TEXT UNDER STUDY:

━━━━━━━━━━━━━━━━━━━━━━━━━━━━━━

After the new year many of us try to incorporate healthier habits into our lives. Different strategies work better for different people. And while strategies are important in trying to implement any change, more important is cultivating internal states that make the change a welcome part of life. When you cultivate states of openness to change, any challenge along the way can be met with greater ease.
Below are seven ways to help keep you on the path to the change you would like to see in your life.
1. Recognize that change is an ongoing practice.
Although we may believe that habits are formed by steely resolve or willpower, this is not the case. Any lifestyle change is a practice, and most often a number of practices. Approached in this way, you can take an interest in developing each of the practices that go into the sustainable change you most want to bring into your life.
2. Get clarity on what you want to bring into your life.

━━━━━━━━━━━━━━━━━━━━━━━━━━━━━━

PROVIDED MATERIAL:

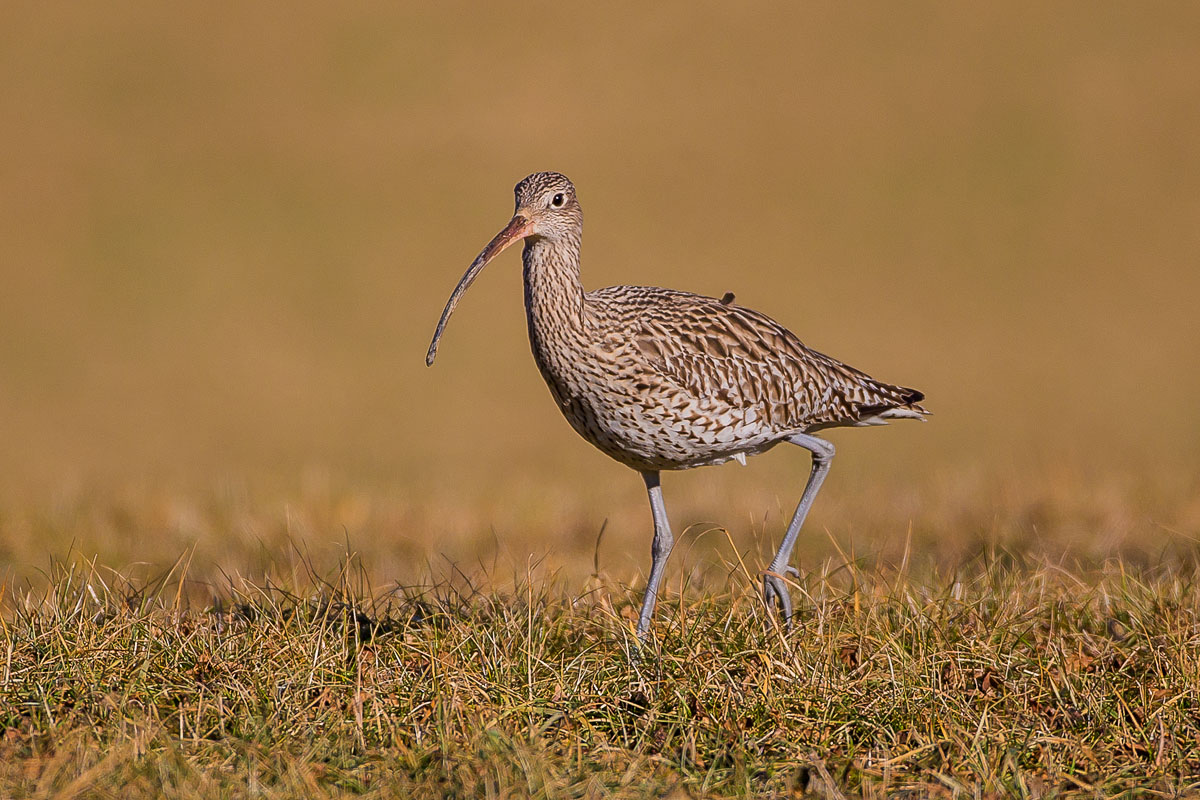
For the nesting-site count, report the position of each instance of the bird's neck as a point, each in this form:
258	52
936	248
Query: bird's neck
555	304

━━━━━━━━━━━━━━━━━━━━━━━━━━━━━━

WHAT YOU HAVE TO DO: Finish out the next part of the piece on building healthier habits, picking up right after its last line. The rows are separate material with no connection to the piece on healthier habits.

WRITTEN REPLY:
By vividly envisioning change as something that will add to your life, you are better able to face the challenges that arise in making the desired changes. Having to give something up sets up the change as loss, rather than something that will add to your life. It is true that if part of the change involves giving up unhealthy habits (e.g., too much sugar, alcohol, smoking, too much internet), then moving toward change will be challenging and may feel temporarily like a loss. If you perceive the change as something healthy to bring into your life, then cravings will simply be physical sensations that you can move beyond. The experience of physical cravings is very different than that of emotional deprivation that keeps us hooked in unhealthy habits.
3. Take time to conceptualize your strategy.
Set aside time to come up with a plan of action. When devising a plan, take into account how you have successfully achieved goals in the past. Specificity is your friend. What are you going to do in week 1, week 2. Schedule in your calendar and treat that time as importantly as any other thing in your life. For example, if you want to eat healthier, schedule time to go to the grocery store. Allow time to prepare food and cook. If you don't like to cook, then investigate healthy options beforehand.
Write down your strategies. As with implementing any systemic change, it is helpful to come up with measurable goals along the way. A goal like, 'by week 1 I will have lost a pound' is not so helpful in changing lifestyle patterns. It is more helpful to have goals around changes of lifestyle that are sustainable. 'By week 1 I will a. cook my lunch for the week and bring my lunch to work. 2. Have tried out two new classes (e.g., pilates, yoga) to see which one I want to incorporate into my life.'
Revisit your plan and modify it as you go along.
4. Give yourself a realistic time frame.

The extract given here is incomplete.